Stored items from a collection
start
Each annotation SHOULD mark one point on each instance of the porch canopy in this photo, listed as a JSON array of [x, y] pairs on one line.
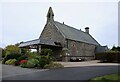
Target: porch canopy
[[37, 43]]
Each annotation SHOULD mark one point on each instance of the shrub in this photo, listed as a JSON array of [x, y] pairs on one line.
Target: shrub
[[30, 63], [23, 61], [111, 56], [46, 52], [43, 61], [53, 65], [23, 57], [10, 61], [10, 56]]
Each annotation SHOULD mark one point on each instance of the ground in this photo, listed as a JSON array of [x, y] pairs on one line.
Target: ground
[[72, 71]]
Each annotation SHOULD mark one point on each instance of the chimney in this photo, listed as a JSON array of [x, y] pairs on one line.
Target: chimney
[[87, 30]]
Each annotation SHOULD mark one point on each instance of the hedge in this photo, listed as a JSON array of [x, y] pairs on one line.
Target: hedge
[[111, 56]]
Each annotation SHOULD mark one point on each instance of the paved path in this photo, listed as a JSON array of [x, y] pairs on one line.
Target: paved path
[[79, 71], [87, 63]]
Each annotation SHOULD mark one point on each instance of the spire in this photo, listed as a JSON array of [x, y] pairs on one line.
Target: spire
[[50, 15]]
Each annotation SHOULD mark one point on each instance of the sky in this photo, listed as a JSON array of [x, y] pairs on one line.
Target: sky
[[24, 20]]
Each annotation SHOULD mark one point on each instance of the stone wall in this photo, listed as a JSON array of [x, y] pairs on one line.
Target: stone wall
[[80, 49], [50, 32]]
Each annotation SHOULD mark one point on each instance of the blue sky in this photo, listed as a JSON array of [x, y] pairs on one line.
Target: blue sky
[[25, 20]]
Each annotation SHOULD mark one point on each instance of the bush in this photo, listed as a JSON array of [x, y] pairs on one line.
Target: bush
[[23, 61], [53, 65], [46, 52], [30, 63], [23, 57], [43, 61], [111, 56], [10, 56], [10, 61]]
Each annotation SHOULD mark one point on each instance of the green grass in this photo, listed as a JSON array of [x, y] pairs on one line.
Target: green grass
[[107, 77]]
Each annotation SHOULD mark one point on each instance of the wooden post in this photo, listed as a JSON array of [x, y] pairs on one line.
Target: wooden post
[[37, 48]]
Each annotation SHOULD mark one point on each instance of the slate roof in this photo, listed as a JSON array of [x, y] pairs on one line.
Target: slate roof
[[75, 34], [38, 41], [31, 42]]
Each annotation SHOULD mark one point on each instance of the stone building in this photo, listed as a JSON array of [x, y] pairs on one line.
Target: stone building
[[64, 40]]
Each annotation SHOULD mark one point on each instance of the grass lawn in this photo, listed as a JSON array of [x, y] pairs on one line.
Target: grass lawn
[[107, 77]]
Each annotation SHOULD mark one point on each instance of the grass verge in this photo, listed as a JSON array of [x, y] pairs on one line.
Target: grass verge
[[110, 77]]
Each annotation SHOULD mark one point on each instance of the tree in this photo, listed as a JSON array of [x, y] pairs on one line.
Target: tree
[[12, 49], [115, 48]]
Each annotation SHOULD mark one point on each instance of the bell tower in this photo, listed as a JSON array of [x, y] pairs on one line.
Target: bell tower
[[50, 15]]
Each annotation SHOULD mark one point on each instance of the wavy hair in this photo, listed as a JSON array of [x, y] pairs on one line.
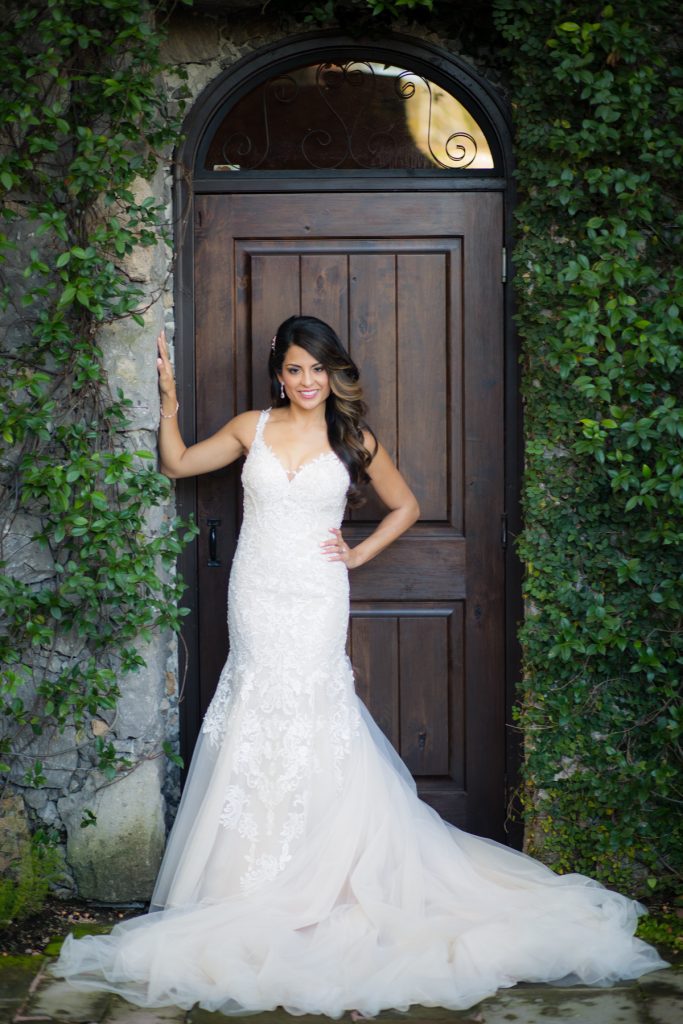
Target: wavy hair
[[344, 410]]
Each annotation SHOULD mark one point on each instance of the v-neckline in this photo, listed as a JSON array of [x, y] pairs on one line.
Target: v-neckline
[[292, 474]]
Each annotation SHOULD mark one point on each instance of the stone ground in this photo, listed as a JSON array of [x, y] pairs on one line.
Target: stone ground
[[30, 995]]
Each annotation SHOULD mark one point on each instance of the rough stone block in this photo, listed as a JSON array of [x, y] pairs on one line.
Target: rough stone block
[[14, 835], [57, 753], [130, 360], [190, 39], [141, 691], [117, 859]]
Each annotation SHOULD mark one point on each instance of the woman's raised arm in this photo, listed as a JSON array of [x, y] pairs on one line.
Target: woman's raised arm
[[220, 450]]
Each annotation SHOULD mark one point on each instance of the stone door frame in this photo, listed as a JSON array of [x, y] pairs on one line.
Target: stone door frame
[[493, 114]]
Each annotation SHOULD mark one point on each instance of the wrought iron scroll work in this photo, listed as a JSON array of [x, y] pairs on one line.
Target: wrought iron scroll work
[[360, 141]]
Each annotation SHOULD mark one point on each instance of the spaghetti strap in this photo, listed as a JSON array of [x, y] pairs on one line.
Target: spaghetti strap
[[262, 420]]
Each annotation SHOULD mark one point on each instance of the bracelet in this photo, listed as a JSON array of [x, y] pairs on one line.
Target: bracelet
[[169, 416]]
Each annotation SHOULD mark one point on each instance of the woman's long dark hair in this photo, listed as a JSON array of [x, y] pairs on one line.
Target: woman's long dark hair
[[344, 410]]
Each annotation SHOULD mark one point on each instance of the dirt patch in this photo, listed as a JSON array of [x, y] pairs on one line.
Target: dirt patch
[[54, 921]]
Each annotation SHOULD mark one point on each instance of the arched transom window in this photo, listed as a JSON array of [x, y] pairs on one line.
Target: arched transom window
[[346, 116]]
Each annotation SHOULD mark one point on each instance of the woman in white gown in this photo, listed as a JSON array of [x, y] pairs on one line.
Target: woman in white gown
[[302, 869]]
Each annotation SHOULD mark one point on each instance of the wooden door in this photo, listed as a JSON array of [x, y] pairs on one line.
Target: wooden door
[[412, 284]]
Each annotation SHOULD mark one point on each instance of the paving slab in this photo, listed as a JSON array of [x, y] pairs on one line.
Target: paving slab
[[121, 1012], [57, 1000], [31, 995]]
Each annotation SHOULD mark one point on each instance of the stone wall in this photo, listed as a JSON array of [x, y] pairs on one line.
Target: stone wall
[[117, 858]]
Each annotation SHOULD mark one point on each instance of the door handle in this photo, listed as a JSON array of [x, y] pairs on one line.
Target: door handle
[[213, 562]]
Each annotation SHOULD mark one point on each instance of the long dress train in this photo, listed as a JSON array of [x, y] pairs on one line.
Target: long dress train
[[302, 869]]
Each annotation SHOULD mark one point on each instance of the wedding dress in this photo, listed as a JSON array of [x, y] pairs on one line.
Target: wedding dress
[[302, 869]]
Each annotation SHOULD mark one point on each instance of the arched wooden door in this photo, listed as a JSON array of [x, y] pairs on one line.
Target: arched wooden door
[[412, 282]]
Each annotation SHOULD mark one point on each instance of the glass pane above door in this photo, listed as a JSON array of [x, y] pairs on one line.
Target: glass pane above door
[[358, 115]]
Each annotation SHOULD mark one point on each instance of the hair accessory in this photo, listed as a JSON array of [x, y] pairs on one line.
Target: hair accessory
[[169, 416]]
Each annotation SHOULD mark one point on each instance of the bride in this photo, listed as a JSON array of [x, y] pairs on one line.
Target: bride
[[302, 870]]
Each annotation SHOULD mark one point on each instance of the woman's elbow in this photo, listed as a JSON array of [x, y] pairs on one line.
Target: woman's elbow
[[167, 471], [413, 511]]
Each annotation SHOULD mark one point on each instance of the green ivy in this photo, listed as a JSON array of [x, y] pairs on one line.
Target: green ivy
[[597, 107], [83, 119]]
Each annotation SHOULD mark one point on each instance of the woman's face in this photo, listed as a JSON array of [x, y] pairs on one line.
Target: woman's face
[[306, 382]]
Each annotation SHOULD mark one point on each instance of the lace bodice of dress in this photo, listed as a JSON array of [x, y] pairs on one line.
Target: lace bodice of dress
[[288, 685]]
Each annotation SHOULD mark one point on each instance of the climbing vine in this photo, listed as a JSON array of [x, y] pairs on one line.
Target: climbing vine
[[83, 125], [597, 107]]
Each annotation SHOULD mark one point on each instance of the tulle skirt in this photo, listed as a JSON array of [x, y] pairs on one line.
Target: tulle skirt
[[384, 905]]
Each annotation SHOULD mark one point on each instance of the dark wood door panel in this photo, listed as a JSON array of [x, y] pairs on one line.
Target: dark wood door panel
[[421, 567], [409, 666], [412, 371], [412, 284]]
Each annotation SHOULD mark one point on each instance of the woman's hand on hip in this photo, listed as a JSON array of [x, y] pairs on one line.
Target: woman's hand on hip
[[338, 550]]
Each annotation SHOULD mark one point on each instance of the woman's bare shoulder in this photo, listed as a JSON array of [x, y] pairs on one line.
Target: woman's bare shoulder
[[244, 426], [371, 441]]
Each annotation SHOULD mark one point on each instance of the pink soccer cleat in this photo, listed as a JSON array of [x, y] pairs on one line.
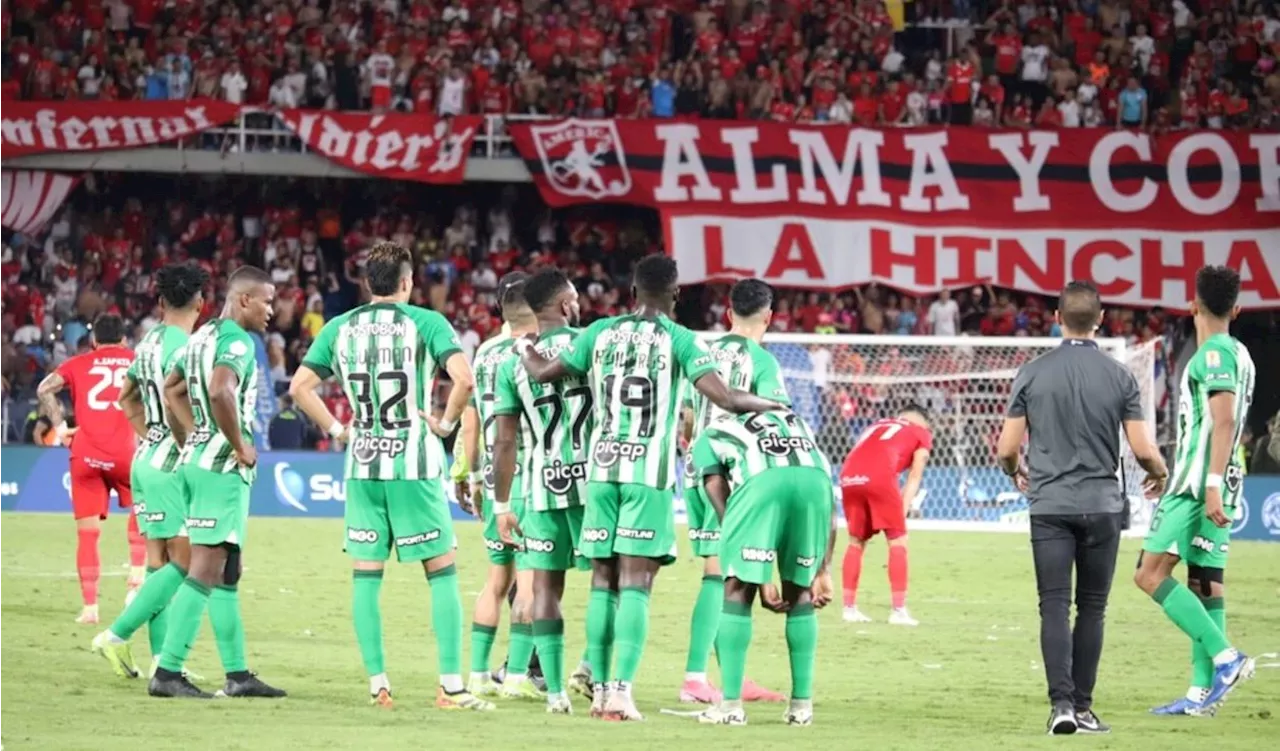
end
INSTRUCTION: Arrange the items in the part that opens with the line containing "the woman in" and closes with the line containing "[[412, 284]]" as a two-column CSV. Use the headers text and answer, with one row per item, each field in quotes, and line breaks turned into spaces.

EXERCISE OUTPUT:
text,answer
"Each annotation SHOULD mark one point on each instance of the woman in white gown in this photo, listed as a JSON array of [x, y] pairs on one line. Target: woman in white gown","[[302, 869]]"
"Each annotation SHOULD mark one point on each instance of the wooden door in this photo, listed as a JSON array of [x, y] pairs on one line. Target: wooden door","[[412, 284]]"